• **EXERCISE REQUIREMENTS**:
Rewrite only the data from the line containing "of the blue" through the end of the data, replacing every "scouting" with "survey" and leaving everything else unchanged.

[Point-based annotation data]
====================

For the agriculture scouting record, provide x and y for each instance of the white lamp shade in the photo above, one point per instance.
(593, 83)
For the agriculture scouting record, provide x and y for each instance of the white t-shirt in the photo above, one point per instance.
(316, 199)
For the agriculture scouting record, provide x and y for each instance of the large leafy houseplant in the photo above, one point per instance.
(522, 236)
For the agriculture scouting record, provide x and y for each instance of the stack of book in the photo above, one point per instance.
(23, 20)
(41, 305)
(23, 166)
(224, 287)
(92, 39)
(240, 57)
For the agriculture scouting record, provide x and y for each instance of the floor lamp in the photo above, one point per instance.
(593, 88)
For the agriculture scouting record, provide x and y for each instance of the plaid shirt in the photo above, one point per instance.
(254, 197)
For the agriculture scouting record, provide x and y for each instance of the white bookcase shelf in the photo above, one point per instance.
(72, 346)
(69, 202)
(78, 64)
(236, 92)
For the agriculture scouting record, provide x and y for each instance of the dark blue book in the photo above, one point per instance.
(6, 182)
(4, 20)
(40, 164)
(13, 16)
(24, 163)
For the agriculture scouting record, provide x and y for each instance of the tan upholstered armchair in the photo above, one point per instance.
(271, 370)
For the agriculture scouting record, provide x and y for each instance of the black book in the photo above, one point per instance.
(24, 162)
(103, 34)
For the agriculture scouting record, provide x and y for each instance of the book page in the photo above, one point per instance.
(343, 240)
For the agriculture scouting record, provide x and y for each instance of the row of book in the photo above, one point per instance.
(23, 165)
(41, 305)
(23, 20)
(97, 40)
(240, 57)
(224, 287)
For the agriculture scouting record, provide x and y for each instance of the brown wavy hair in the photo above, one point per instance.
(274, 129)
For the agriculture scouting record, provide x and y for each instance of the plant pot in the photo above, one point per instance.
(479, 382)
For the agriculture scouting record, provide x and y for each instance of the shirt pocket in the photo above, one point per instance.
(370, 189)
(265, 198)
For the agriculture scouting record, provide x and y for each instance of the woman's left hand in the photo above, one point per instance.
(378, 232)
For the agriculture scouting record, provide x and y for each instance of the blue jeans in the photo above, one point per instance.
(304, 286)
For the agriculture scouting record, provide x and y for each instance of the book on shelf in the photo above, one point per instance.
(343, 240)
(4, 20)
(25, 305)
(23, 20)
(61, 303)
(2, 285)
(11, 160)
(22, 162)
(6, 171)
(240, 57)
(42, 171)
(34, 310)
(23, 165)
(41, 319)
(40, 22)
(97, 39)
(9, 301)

====================

• **FULL ANSWER**:
For the agriculture survey record, provide x and y for each instance of the blue jeans in the photo above, one point per instance.
(304, 286)
For the agriculture survey record, provide x and y for each instance of the book on shelf in the photo above, one point per instance.
(343, 240)
(4, 20)
(25, 305)
(23, 20)
(61, 303)
(2, 285)
(11, 160)
(22, 162)
(6, 171)
(240, 57)
(42, 171)
(34, 310)
(23, 165)
(41, 319)
(40, 22)
(97, 39)
(9, 301)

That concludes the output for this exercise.